WORKING DATA
--- start ---
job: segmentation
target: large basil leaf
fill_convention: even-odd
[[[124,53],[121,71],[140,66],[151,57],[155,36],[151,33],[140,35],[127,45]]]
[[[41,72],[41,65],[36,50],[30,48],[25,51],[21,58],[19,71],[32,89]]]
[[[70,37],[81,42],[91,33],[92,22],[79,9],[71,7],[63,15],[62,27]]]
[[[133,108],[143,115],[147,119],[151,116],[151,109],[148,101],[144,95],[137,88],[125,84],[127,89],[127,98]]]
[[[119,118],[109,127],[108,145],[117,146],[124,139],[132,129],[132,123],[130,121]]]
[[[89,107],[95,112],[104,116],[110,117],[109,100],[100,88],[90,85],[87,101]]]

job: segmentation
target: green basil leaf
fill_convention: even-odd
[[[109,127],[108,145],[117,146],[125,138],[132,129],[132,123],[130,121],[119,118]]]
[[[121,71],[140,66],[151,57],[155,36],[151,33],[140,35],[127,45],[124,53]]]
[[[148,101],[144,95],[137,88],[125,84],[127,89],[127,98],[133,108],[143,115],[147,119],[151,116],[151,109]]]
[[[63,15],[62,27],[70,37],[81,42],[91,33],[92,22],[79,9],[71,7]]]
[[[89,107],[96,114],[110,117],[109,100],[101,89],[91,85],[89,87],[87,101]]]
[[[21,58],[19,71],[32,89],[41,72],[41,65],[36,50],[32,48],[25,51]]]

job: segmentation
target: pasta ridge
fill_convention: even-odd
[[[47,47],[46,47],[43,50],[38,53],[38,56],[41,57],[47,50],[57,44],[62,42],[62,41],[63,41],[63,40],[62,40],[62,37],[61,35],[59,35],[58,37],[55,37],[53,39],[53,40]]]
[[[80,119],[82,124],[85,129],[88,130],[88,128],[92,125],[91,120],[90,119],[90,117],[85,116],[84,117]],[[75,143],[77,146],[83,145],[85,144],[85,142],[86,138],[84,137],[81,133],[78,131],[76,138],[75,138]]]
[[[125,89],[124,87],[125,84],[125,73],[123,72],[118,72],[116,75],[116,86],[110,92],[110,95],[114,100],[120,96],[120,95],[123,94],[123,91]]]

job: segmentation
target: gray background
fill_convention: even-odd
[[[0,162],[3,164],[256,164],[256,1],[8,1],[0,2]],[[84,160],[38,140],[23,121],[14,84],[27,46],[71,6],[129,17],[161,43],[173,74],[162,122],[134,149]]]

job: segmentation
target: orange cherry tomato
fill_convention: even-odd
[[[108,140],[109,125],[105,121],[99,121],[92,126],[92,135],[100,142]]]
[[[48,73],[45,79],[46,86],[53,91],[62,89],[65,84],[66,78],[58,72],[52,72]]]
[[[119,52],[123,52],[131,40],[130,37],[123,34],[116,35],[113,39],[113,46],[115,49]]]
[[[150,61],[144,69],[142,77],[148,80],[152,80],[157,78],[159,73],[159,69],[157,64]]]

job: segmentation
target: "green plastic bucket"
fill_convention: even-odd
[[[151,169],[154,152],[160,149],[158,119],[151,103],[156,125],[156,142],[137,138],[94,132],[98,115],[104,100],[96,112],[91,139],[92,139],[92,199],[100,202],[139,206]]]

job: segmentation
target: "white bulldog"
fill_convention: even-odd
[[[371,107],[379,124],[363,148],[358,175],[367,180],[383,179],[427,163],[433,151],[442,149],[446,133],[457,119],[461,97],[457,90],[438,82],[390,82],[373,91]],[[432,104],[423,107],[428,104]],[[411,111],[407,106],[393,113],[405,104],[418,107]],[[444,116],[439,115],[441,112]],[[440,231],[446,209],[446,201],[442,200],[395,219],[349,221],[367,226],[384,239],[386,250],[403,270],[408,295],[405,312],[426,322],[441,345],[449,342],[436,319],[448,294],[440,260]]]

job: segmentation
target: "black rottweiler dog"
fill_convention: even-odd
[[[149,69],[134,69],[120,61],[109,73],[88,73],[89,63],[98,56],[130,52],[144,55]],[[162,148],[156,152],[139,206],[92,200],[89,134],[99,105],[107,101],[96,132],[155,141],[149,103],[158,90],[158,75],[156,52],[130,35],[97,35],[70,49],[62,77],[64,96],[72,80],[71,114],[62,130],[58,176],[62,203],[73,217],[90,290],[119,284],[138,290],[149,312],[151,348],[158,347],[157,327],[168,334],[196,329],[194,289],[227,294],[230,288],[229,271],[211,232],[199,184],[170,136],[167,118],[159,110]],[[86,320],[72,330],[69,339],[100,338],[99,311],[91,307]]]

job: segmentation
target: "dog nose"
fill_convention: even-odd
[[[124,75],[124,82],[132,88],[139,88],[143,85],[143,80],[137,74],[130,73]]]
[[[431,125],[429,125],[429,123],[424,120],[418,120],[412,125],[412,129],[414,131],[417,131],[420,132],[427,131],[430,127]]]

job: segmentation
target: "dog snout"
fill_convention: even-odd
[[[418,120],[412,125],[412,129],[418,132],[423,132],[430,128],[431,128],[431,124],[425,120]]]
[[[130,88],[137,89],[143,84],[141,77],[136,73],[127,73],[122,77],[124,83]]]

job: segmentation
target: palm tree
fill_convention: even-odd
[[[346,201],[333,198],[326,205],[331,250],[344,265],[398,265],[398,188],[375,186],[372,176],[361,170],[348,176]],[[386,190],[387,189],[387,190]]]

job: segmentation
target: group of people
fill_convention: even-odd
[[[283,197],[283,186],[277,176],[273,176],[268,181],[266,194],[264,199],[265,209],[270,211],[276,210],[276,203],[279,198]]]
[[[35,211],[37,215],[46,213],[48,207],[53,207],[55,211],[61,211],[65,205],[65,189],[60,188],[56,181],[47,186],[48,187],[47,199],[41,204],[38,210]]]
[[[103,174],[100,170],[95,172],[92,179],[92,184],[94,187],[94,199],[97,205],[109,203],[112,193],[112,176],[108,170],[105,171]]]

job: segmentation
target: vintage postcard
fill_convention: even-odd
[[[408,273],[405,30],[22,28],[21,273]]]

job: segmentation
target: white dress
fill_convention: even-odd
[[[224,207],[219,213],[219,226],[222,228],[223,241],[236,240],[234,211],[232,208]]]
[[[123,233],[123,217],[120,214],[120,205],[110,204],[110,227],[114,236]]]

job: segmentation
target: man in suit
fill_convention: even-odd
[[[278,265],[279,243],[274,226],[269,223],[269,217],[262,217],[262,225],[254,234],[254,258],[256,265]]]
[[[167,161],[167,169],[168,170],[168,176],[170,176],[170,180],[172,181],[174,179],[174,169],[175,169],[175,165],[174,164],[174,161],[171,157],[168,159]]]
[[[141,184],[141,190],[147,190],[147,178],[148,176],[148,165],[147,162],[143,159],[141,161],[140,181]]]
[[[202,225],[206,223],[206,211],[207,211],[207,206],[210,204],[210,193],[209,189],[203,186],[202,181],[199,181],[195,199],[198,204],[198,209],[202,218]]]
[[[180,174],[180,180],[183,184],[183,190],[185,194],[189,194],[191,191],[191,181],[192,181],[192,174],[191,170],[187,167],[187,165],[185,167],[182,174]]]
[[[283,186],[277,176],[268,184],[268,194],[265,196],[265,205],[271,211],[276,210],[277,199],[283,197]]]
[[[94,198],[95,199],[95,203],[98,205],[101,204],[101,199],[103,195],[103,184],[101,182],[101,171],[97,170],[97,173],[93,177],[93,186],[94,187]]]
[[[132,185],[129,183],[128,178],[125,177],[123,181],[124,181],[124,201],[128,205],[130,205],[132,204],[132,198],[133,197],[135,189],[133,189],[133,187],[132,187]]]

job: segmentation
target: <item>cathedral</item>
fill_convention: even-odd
--- end ---
PROBLEM TO SOLVE
Please show every line of the data above that contains the word "green", matching case exactly.

FULL OUTPUT
target: green basil leaf
target: "green plastic bucket"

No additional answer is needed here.